Turn the listing below, from its first line through the line containing "215), (126, 156)]", into a numbered list with blank lines omitted.

Material for this exercise:

————

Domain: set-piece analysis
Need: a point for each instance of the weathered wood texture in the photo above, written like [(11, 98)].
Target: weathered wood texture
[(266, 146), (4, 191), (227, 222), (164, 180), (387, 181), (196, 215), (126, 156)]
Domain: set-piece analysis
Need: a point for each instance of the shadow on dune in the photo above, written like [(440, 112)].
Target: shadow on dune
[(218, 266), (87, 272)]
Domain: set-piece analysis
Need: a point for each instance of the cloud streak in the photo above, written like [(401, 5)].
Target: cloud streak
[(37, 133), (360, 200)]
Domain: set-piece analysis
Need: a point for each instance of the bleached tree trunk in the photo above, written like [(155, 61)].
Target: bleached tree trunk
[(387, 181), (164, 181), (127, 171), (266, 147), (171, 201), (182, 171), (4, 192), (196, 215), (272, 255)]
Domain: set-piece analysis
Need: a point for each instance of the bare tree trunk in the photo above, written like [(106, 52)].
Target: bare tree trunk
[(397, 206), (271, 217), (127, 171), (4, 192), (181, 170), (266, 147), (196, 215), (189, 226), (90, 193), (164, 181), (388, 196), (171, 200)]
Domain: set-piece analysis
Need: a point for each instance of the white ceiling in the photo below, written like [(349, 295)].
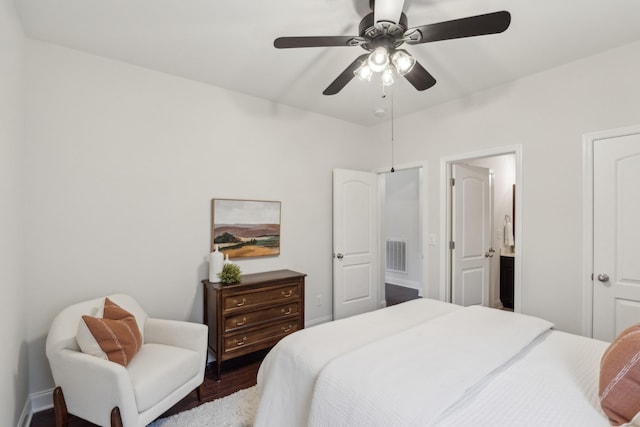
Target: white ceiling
[(230, 44)]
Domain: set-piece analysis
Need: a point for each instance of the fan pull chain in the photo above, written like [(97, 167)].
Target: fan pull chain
[(392, 161)]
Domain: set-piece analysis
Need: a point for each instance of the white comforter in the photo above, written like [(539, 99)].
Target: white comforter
[(411, 378), (436, 364), (288, 374)]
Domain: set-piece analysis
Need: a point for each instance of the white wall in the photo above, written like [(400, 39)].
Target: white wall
[(547, 114), (402, 221), (13, 356), (122, 164)]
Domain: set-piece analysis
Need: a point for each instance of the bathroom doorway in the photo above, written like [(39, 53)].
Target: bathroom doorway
[(502, 254)]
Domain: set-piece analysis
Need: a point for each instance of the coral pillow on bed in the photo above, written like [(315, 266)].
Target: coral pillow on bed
[(620, 377), (115, 336)]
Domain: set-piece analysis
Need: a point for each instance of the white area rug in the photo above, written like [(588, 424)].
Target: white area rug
[(236, 410)]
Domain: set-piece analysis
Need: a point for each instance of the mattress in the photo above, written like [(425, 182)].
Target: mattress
[(426, 363)]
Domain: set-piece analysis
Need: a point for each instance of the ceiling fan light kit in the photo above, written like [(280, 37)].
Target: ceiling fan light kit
[(383, 37)]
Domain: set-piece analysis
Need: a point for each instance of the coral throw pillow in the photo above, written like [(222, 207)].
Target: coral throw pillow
[(620, 377), (115, 336)]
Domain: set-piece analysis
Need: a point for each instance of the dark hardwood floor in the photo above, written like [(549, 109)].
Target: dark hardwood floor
[(396, 294), (237, 374)]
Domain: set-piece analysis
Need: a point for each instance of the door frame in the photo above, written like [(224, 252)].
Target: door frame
[(445, 218), (424, 224), (588, 141)]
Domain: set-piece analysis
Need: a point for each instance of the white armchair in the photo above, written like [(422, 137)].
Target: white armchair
[(169, 365)]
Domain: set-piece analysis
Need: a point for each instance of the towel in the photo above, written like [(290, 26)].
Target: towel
[(508, 232)]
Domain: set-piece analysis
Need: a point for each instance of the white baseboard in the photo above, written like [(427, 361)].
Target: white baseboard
[(318, 321), (25, 417), (36, 402)]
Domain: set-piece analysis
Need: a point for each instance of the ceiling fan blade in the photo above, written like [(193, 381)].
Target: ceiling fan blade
[(344, 77), (289, 42), (387, 10), (490, 23), (420, 78)]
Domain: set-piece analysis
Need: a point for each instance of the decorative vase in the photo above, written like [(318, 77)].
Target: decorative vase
[(216, 262)]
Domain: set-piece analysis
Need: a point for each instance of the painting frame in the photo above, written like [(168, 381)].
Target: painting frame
[(246, 228)]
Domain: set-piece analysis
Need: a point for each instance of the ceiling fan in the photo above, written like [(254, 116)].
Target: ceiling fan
[(383, 31)]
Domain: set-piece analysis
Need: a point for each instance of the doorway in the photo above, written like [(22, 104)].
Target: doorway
[(505, 165), (402, 235)]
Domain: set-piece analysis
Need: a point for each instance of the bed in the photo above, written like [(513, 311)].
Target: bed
[(425, 362)]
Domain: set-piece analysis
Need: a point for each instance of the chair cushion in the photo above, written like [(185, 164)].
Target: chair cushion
[(158, 370), (620, 377), (115, 336)]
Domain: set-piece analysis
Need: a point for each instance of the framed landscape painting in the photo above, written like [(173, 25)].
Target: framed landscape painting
[(245, 228)]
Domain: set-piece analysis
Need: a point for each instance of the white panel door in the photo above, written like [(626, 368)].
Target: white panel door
[(355, 242), (471, 235), (616, 235)]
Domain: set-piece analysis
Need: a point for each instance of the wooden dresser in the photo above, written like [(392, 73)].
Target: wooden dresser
[(254, 314)]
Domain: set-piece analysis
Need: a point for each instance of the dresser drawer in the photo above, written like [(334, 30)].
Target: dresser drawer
[(253, 318), (243, 342), (260, 297)]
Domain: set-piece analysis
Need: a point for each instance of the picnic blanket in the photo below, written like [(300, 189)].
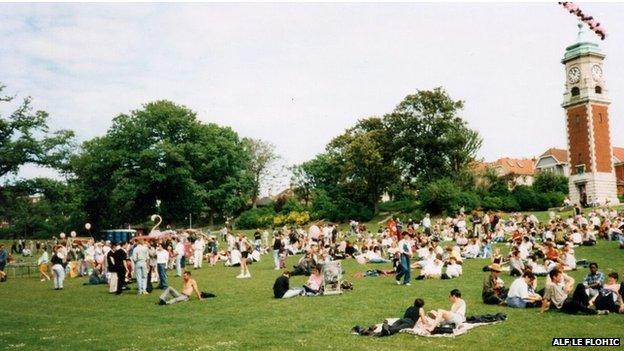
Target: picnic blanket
[(418, 330)]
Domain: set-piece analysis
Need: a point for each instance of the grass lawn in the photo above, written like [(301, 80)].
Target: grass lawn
[(244, 314)]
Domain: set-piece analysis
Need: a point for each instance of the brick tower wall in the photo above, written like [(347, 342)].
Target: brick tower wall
[(602, 144), (578, 138)]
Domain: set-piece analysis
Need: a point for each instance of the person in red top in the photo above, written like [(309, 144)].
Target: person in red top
[(552, 253)]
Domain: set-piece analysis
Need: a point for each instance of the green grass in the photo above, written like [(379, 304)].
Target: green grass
[(245, 316)]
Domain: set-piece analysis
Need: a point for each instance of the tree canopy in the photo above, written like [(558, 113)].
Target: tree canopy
[(162, 152), (25, 138)]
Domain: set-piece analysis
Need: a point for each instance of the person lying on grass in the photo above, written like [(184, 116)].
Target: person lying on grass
[(412, 315), (556, 296), (456, 315), (171, 296)]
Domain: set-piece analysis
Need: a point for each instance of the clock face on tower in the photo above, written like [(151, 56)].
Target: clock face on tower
[(596, 72), (574, 75)]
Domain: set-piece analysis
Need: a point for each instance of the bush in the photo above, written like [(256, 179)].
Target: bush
[(469, 200), (261, 217), (294, 217), (492, 203), (440, 196), (405, 206), (510, 204)]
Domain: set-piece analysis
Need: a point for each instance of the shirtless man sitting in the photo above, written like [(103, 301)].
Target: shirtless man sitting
[(171, 296)]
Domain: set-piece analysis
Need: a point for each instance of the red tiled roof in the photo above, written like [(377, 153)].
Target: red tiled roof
[(618, 152), (516, 166), (559, 154)]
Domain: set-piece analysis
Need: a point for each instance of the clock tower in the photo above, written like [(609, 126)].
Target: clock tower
[(586, 103)]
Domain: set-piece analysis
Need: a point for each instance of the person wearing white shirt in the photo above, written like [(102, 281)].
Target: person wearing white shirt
[(405, 251), (519, 295), (179, 251), (426, 222), (234, 259), (198, 252), (140, 254), (456, 315), (453, 270), (162, 258)]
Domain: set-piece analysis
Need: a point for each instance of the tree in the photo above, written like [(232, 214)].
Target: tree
[(162, 152), (547, 181), (262, 157), (41, 207), (367, 158), (430, 139), (25, 138)]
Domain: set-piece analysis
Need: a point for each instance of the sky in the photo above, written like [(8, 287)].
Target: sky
[(298, 75)]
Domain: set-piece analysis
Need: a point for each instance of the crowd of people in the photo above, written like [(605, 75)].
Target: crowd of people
[(436, 248)]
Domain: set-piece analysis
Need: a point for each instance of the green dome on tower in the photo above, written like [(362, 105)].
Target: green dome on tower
[(583, 46)]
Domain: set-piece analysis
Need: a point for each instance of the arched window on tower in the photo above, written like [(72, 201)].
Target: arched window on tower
[(576, 91)]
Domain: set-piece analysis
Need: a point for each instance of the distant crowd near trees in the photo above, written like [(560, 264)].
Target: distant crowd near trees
[(162, 159)]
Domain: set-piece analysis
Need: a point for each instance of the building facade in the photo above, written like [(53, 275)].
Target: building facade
[(586, 103)]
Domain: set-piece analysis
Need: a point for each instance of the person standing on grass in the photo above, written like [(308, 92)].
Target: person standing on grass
[(140, 255), (198, 252), (3, 260), (277, 247), (42, 262), (58, 267), (179, 252), (405, 252), (171, 296), (244, 247), (119, 265), (162, 257)]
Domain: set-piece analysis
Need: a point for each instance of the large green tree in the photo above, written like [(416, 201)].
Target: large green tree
[(431, 139), (41, 207), (162, 152), (25, 138), (262, 157), (367, 159)]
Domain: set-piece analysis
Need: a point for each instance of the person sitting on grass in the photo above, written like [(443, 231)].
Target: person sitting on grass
[(516, 264), (556, 296), (519, 295), (171, 296), (313, 286), (494, 292), (453, 270), (610, 296), (281, 287), (456, 315), (593, 280), (412, 315)]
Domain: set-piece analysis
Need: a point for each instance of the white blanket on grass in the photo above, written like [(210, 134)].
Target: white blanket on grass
[(418, 330)]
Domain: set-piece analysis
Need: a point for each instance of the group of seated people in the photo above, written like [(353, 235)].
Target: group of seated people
[(592, 296), (313, 287), (415, 317)]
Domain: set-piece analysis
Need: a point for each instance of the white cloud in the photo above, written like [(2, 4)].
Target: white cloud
[(299, 74)]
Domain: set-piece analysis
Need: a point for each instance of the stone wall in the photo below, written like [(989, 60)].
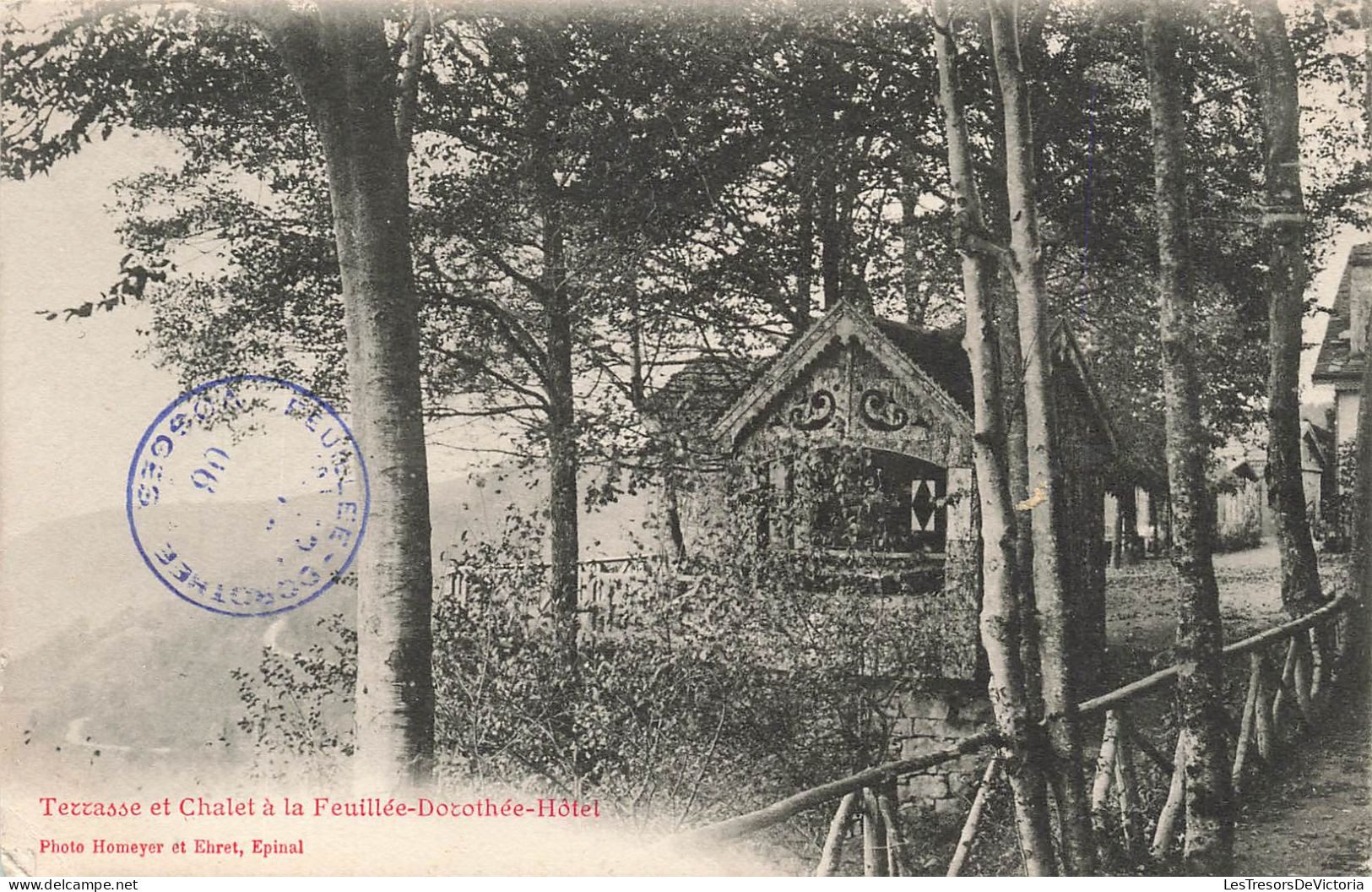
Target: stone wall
[(926, 721)]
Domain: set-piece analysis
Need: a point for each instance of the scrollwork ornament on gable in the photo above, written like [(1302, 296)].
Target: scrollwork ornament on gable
[(881, 412), (812, 412)]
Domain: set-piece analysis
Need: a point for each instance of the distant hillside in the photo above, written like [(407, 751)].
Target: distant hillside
[(100, 655)]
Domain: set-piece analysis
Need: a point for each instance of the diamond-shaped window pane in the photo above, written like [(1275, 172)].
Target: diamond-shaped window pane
[(924, 505)]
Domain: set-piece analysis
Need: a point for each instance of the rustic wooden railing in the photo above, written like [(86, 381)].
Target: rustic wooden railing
[(1273, 703)]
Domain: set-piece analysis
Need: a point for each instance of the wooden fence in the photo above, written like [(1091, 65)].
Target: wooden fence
[(610, 590), (1277, 703)]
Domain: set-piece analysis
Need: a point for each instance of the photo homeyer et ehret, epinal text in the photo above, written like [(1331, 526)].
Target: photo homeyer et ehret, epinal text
[(801, 437)]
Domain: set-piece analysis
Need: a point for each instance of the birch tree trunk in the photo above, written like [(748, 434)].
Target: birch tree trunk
[(805, 242), (1049, 596), (563, 454), (1283, 223), (1001, 615), (1209, 797), (1358, 676), (340, 62)]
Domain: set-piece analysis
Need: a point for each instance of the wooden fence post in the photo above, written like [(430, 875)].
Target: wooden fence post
[(891, 822), (1104, 775), (873, 841), (1126, 782), (833, 852), (1174, 806), (1262, 716), (969, 828), (1250, 709)]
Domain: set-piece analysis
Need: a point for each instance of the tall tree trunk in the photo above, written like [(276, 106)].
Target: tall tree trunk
[(1283, 223), (1011, 395), (637, 395), (1358, 654), (1001, 611), (1130, 529), (830, 233), (563, 454), (805, 242), (340, 62), (1049, 596), (911, 276), (1360, 634), (1209, 797)]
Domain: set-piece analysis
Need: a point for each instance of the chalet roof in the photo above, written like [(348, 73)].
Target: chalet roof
[(932, 357), (1337, 362), (700, 391)]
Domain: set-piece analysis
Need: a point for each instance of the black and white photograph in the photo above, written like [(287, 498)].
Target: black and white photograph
[(686, 438)]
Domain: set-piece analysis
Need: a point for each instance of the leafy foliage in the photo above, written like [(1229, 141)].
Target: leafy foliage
[(296, 707)]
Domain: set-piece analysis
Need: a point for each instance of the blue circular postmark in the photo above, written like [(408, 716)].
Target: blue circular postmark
[(247, 496)]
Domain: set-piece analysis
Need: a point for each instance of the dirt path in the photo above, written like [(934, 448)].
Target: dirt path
[(1313, 817), (1313, 814)]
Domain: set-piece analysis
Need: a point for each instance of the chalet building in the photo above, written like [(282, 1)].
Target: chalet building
[(1345, 349), (900, 398)]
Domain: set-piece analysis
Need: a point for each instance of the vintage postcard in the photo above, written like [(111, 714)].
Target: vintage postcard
[(903, 438)]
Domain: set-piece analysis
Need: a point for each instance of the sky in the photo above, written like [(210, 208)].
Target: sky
[(76, 397)]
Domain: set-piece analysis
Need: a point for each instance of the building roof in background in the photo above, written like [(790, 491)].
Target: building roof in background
[(1337, 362)]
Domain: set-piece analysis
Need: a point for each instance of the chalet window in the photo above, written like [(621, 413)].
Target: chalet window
[(878, 501)]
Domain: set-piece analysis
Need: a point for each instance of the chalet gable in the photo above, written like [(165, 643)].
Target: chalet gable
[(849, 371)]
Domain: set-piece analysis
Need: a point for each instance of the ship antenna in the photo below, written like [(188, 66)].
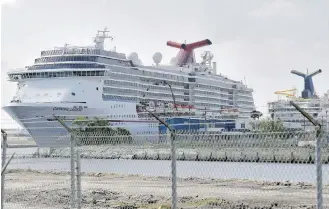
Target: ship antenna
[(100, 37)]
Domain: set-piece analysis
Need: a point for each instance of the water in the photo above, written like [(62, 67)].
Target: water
[(221, 170)]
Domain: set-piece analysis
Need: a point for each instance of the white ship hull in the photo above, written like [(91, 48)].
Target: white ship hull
[(93, 82), (38, 120)]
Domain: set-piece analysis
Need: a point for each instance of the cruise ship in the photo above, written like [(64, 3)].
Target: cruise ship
[(90, 81), (317, 106)]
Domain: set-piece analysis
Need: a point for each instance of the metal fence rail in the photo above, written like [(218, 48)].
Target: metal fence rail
[(112, 169)]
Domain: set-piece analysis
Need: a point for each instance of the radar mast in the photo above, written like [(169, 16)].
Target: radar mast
[(100, 37)]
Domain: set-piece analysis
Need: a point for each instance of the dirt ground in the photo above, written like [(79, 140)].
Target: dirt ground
[(32, 189)]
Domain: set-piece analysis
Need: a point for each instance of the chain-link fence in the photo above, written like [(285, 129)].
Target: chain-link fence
[(267, 167)]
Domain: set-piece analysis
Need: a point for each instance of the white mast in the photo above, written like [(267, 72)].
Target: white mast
[(100, 37)]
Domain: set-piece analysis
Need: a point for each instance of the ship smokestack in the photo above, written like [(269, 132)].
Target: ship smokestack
[(214, 67), (185, 55)]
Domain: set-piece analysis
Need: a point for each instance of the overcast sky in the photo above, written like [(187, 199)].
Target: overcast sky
[(256, 39)]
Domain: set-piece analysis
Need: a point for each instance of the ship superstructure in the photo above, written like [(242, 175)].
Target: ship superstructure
[(316, 106), (92, 81)]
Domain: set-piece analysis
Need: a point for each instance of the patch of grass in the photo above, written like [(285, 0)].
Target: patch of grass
[(204, 202)]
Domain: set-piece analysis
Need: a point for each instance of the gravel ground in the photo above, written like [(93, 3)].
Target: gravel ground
[(33, 189)]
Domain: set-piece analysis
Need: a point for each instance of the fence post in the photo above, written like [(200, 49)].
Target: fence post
[(318, 128), (73, 197), (4, 153), (173, 171), (318, 162), (78, 163)]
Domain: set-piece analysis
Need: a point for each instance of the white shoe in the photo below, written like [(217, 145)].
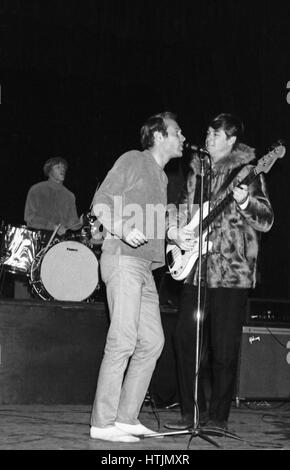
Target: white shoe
[(112, 433), (135, 429)]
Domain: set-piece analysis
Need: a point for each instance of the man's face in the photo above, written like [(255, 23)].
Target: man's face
[(218, 143), (173, 142), (57, 173)]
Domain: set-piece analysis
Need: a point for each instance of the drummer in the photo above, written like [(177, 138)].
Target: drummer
[(49, 204)]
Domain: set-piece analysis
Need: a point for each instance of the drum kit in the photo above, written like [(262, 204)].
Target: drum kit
[(63, 268)]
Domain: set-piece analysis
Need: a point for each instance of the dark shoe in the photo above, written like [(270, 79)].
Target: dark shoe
[(212, 423), (179, 425)]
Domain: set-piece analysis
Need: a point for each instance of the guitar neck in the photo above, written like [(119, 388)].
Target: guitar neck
[(207, 221)]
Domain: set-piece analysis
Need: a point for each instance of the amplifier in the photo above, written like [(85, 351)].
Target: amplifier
[(268, 311), (264, 366)]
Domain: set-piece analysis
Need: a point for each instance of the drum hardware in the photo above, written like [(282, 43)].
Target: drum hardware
[(19, 247)]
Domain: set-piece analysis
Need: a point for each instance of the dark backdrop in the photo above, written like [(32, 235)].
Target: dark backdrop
[(78, 78)]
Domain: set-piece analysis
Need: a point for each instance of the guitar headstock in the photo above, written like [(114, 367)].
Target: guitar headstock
[(265, 163)]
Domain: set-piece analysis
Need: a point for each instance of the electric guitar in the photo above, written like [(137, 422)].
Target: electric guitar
[(181, 262)]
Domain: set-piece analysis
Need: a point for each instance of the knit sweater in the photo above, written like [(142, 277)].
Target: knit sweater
[(49, 204), (127, 199)]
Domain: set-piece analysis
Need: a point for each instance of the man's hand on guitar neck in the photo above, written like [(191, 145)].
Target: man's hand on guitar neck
[(182, 237), (241, 195)]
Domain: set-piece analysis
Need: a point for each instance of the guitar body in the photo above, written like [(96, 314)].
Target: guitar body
[(181, 262)]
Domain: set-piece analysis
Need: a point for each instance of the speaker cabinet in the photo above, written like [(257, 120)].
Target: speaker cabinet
[(264, 368)]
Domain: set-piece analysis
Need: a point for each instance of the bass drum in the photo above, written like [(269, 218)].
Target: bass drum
[(68, 270)]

————

Written solution:
1. Domain: set-piece analysis
2. Need: a point for each instance of the weathered wood texture in the photo above, written like [(11, 98)].
3. Target: weathered wood texture
4. [(266, 146), (4, 191), (227, 222), (164, 180), (387, 181), (196, 215), (126, 156)]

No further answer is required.